**Passage given:**
——————————

Sunday, April 19, 2009

Bill Black Speaks Out on the Stress Tests

Bill Black, a former senior bank regulator and S&L prosecutor, is one of the few people with both the guts and knowledge to speak the truth about how the banking crisis is being mishandled, and principally by the people who caused it in the first place. When all we get is spin from Larry Summers and Tim Geithner, it's reassuring that at least one strong, reasoned voice is willing to speak the truth.



From the article that accompanied the video:

The bank stress tests currently underway are “a complete sham,” says William
Black, a former senior bank regulator and S&L prosecutor, and currently an
Associate Professor of Economics and Law at the University of Missouri - Kansas
City. “It’s a Potemkin model. Built to fool people.” Like many others, Black
believes the “worst case scenario” used in the stress test don’t go far enough.

——————————

**What this task involves:**
Can you carry the post about Bill Black's criticism of the bank stress tests forward from its last sentence and write the next part?

**Data shown:**
——————————

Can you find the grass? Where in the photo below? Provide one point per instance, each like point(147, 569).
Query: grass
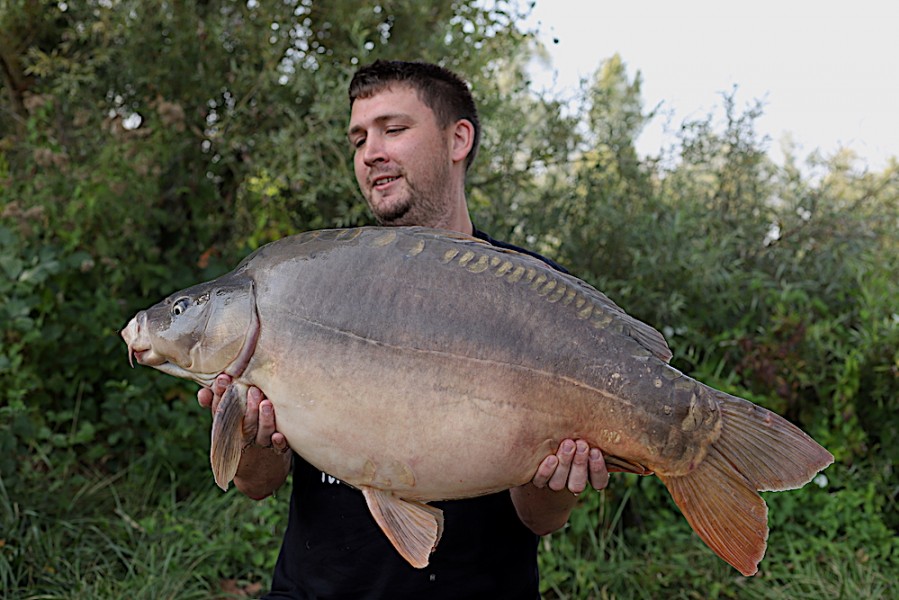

——————————

**Output below:**
He detailed these and related concerns in a recent interview with Naked
Capitalism. But Black, who was counsel to the Federal Home Loan Bank Board
during the S&L Crisis, says the program's failings go way beyond such
technical issues. “There is no real purpose [of the stress test] other than to
fool us. To make us chumps,” Black says. Noting policymakers have long stated
the problem is a lack of confidence, Black says Treasury Secretary Tim Geithner
is now essentially saying: “’If we lie and they believe us, all will be well.’
It’s Orwellian."

The former regulator is extremely critical of Geithner,
calling him a “failed regulator” now “adding to failed policy” by not allowing
“banks that really need desperately to be closed” to fail. (On Saturday,
Geithner said on Face the Nation, if banks need "exceptional assistance" in the
future "then we'll make sure that assistance comes with conditions," including
potentially changing management and the board, but did not say they'd be shut
down.)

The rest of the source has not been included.